# PAGE EXCERPT:

--*--

PS Nation Review Policy

Using the same game engine as its prequel, Yakuza 0, Yakuza Kiwami tells the story of the rise of Kazuma Kiryu in the Tojo Clan.

Gameplay:
Having not played the original Yakuza on the PS2, I was so excited to hear that the remake, Yakuza Kiwami, was coming West.

This version of the game has been rebuilt from the ground up for the PS4. The original was dubbed in English and did not include the Japanese voice tracks. In addition to the graphical upgrades, the Japanese audio has been completely re-recorded in this version.

The game picks up in 1995, some years after the events of Yakuza 0, and continues the story of Kazuma and Nishiki. Very early on Kazuma again finds himself at a murder scene and is sentenced to prison.

When he finally makes parole, a decade later in 2005, he returns to Kamurocho to try to pick up his life where he left off. No longer are there pagers and pay phones – flip phones are now the main mode of communication. Not only is Kamurocho almost completely different, the Tojo Clan is in disarray.

Yakuza Kiwami is not just a simple remaster, but a complete remake of the original game. This means that you get to play not only with the enhanced graphics engine, but you also get to play Kazuma with his four battles styles: Brawler, Rush, Beast, and Dragon.

--*--

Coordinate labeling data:

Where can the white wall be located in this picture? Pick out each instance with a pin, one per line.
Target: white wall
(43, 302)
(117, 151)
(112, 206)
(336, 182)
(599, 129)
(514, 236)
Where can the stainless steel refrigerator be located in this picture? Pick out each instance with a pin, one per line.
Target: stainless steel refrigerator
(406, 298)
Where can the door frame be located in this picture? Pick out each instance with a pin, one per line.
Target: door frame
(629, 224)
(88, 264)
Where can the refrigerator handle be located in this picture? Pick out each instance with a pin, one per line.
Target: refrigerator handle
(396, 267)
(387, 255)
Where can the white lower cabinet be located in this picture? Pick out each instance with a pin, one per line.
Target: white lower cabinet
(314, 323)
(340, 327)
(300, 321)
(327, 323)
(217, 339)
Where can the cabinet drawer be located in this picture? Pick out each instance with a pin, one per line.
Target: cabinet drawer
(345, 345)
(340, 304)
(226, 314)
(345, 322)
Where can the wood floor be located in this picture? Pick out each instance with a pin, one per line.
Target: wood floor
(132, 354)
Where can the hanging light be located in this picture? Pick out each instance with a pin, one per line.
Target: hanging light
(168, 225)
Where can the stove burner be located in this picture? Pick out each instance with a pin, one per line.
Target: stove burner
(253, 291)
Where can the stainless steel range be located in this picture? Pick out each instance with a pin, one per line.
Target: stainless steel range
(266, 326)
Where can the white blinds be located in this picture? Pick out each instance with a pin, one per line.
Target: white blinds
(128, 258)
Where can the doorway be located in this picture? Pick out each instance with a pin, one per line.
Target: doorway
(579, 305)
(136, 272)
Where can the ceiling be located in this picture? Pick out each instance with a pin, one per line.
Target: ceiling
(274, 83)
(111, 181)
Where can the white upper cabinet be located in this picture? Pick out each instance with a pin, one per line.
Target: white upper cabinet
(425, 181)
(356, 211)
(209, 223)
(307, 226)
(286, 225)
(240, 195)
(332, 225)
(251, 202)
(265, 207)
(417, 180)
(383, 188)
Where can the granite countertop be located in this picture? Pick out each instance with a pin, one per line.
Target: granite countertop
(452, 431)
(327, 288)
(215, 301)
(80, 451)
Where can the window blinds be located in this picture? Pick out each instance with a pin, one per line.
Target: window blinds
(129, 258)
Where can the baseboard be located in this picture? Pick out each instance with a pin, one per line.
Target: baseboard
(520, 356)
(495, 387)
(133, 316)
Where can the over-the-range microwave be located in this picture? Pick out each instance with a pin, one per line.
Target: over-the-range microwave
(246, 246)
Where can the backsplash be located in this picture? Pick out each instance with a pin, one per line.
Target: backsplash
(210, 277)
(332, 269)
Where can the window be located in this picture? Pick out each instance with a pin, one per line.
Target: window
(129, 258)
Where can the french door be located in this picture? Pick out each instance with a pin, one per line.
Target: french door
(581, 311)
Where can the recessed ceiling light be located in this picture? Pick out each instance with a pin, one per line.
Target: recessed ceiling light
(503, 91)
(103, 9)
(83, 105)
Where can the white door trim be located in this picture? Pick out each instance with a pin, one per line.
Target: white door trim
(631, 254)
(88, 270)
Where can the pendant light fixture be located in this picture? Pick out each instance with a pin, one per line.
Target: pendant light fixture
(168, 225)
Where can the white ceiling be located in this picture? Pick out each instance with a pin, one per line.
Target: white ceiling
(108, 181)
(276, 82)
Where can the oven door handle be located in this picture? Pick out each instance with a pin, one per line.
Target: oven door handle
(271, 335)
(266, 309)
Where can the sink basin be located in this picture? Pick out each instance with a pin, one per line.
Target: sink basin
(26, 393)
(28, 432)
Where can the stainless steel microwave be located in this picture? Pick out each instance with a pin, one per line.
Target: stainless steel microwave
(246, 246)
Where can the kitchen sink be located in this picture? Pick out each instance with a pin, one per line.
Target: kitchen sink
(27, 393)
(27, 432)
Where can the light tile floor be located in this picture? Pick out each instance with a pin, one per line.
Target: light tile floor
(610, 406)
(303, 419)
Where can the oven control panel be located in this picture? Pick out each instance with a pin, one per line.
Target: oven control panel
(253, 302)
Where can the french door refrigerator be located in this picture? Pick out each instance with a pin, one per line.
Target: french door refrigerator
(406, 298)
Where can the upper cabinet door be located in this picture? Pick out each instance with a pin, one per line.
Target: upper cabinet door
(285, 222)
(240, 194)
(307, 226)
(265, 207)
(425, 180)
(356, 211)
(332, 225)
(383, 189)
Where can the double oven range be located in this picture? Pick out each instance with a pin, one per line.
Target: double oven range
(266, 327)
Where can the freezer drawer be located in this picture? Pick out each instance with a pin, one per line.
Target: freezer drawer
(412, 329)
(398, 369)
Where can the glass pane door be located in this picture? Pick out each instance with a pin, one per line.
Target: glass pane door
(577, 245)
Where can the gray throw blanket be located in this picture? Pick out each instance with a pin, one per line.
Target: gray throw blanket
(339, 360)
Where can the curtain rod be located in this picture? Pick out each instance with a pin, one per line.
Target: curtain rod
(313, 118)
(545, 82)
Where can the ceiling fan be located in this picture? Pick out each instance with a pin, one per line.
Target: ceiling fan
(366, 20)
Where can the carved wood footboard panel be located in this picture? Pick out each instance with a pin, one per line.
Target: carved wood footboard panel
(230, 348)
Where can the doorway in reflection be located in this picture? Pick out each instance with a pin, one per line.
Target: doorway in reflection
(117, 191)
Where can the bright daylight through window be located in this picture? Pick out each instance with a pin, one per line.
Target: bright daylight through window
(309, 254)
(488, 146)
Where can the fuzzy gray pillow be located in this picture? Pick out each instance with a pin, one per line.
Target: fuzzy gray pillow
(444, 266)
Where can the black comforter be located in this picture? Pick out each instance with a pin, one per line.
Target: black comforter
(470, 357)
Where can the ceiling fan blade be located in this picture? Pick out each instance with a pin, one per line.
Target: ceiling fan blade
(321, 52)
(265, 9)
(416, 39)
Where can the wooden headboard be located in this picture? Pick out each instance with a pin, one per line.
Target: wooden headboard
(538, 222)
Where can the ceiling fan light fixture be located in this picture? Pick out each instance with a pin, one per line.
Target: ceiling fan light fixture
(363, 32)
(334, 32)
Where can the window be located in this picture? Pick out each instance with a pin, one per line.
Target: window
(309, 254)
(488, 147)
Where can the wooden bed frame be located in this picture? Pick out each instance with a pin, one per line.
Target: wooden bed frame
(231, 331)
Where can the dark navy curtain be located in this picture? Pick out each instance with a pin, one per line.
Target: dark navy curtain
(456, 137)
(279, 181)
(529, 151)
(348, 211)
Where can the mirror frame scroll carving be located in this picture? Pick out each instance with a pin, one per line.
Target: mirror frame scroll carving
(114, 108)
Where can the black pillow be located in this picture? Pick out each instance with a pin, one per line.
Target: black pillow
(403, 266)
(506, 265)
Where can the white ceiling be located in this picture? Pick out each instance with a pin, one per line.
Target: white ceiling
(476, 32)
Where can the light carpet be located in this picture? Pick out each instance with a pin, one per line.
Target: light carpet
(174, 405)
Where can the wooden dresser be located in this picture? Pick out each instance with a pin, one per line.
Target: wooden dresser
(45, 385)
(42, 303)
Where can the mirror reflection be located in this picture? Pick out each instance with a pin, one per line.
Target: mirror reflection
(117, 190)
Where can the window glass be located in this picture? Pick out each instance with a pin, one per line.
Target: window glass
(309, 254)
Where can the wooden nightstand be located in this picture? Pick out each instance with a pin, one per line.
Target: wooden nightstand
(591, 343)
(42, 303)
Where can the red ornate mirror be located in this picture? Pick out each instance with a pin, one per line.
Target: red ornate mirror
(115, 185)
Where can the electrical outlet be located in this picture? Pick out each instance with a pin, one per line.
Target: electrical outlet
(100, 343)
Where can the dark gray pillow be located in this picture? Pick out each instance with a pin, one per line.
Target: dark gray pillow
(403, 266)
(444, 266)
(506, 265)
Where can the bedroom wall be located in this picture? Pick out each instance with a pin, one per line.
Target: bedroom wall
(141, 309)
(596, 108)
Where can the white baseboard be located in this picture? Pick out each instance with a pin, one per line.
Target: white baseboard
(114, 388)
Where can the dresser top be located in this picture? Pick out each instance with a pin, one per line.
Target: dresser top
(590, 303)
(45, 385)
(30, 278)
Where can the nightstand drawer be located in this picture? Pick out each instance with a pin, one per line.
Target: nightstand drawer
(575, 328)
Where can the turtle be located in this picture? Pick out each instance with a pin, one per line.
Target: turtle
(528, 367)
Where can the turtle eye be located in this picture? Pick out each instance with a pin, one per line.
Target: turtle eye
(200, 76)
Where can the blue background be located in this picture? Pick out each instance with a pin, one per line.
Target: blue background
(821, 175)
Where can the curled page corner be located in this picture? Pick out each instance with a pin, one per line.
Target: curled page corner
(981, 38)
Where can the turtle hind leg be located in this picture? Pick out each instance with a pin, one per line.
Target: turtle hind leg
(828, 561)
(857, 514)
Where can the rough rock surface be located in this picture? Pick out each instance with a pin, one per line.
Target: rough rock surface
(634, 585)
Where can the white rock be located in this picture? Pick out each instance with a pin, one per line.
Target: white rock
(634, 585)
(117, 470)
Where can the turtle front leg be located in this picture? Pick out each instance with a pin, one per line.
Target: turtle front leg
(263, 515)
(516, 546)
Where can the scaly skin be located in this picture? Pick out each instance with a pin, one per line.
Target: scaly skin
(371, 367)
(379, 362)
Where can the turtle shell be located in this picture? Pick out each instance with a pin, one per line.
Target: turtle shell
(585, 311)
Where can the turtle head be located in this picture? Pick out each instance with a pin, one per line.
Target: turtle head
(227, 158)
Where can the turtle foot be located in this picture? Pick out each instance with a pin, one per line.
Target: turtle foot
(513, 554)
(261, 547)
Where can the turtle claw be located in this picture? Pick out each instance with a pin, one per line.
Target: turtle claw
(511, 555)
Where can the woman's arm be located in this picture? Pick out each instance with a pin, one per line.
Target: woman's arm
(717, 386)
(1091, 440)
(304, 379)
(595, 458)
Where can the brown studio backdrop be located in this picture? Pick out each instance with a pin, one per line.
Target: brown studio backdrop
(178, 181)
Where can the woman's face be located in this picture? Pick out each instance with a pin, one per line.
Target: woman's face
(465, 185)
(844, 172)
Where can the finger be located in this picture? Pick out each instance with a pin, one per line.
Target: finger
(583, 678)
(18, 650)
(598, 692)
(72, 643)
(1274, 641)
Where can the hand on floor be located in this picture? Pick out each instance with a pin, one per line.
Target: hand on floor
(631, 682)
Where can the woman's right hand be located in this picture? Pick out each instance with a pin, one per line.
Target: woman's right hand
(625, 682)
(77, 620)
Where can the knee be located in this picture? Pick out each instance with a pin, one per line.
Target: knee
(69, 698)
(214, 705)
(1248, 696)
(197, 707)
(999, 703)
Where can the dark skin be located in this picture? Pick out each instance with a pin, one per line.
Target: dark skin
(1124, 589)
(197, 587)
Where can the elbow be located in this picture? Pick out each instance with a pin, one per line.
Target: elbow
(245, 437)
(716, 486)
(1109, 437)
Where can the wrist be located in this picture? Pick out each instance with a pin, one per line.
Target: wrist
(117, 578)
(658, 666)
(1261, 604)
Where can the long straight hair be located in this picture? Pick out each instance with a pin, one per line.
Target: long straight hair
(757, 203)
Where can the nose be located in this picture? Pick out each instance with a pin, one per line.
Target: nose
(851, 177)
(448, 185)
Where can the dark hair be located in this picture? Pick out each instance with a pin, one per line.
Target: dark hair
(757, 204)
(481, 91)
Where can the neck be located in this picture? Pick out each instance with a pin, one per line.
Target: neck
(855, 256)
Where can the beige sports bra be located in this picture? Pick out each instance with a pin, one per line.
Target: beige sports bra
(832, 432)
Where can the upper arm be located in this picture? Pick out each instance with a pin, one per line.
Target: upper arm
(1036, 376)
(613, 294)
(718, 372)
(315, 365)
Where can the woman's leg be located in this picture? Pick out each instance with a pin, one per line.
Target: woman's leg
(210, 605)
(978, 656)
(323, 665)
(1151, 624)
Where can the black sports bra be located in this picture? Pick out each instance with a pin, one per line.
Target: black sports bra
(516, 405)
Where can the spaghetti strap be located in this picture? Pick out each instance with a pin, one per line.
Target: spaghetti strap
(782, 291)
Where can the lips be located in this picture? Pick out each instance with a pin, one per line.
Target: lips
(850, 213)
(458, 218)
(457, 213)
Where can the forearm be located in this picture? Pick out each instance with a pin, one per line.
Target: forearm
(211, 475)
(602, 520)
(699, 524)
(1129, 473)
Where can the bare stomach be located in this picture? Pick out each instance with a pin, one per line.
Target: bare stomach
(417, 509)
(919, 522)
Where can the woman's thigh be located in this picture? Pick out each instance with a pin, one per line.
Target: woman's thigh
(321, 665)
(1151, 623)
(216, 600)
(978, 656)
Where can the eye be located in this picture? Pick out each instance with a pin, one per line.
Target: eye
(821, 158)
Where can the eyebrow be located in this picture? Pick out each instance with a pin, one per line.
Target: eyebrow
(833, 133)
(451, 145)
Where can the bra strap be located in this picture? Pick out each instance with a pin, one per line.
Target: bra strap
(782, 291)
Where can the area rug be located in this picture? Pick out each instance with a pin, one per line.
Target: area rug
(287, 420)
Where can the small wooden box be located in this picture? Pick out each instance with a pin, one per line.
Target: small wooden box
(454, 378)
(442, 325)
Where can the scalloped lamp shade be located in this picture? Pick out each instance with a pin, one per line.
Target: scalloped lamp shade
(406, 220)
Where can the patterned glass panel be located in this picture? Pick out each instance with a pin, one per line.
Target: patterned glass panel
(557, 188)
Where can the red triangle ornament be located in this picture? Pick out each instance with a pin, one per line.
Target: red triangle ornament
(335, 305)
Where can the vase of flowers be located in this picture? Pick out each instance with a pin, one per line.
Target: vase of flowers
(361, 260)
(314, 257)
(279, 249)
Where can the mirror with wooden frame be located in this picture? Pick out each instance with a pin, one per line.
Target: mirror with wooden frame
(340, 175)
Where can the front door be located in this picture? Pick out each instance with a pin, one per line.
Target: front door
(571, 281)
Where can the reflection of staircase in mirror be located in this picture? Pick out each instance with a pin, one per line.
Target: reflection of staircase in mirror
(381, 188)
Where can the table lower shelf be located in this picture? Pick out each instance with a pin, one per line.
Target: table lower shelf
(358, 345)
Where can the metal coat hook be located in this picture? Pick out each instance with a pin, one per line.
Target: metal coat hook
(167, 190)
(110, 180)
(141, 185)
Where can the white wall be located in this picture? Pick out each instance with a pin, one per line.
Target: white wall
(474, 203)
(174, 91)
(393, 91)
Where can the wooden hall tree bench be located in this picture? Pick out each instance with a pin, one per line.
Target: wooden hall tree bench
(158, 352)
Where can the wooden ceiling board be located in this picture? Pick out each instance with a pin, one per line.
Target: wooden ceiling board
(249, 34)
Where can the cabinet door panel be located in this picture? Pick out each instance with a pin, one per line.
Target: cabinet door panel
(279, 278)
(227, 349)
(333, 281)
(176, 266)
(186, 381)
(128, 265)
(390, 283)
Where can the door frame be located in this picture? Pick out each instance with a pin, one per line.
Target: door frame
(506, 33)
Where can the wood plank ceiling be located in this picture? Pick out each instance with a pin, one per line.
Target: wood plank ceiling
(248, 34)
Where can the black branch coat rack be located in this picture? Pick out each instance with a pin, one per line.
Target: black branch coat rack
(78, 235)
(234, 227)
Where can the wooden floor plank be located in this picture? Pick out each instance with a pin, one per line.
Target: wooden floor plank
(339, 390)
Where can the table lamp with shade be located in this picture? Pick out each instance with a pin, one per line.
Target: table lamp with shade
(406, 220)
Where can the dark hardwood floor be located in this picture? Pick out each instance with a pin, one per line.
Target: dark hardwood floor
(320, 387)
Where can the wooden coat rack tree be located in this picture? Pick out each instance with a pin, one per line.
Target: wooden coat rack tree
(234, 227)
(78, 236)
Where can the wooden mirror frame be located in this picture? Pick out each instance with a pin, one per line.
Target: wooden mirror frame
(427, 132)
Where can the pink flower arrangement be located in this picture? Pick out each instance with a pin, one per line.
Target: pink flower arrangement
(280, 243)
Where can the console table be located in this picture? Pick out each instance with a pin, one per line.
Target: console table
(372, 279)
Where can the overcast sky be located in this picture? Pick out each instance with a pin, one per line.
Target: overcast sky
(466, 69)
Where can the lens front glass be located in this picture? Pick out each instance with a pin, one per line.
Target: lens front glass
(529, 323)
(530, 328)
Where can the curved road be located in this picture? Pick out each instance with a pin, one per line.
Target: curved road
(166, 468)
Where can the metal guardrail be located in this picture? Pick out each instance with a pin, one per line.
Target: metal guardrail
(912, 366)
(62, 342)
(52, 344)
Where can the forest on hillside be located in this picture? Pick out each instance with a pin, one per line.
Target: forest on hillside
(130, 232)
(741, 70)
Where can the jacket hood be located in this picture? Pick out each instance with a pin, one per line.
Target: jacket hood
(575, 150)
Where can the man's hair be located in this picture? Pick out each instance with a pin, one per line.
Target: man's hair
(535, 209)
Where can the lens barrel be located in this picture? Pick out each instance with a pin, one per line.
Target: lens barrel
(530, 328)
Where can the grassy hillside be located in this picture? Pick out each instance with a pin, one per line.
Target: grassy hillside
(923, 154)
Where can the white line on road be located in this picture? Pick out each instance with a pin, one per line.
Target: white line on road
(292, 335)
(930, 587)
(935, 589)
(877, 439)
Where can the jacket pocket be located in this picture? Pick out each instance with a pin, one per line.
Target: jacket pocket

--*--

Answer these from the Yakuza Kiwami review:
(a) In what year does the game's story pick up?
(b) What has replaced pagers and pay phones when Kazuma returns to Kamurocho?
(c) What are Kazuma's four battle styles?

# CORRECT OUTPUT:
(a) 1995
(b) Flip phones
(c) Brawler, Rush, Beast, and Dragon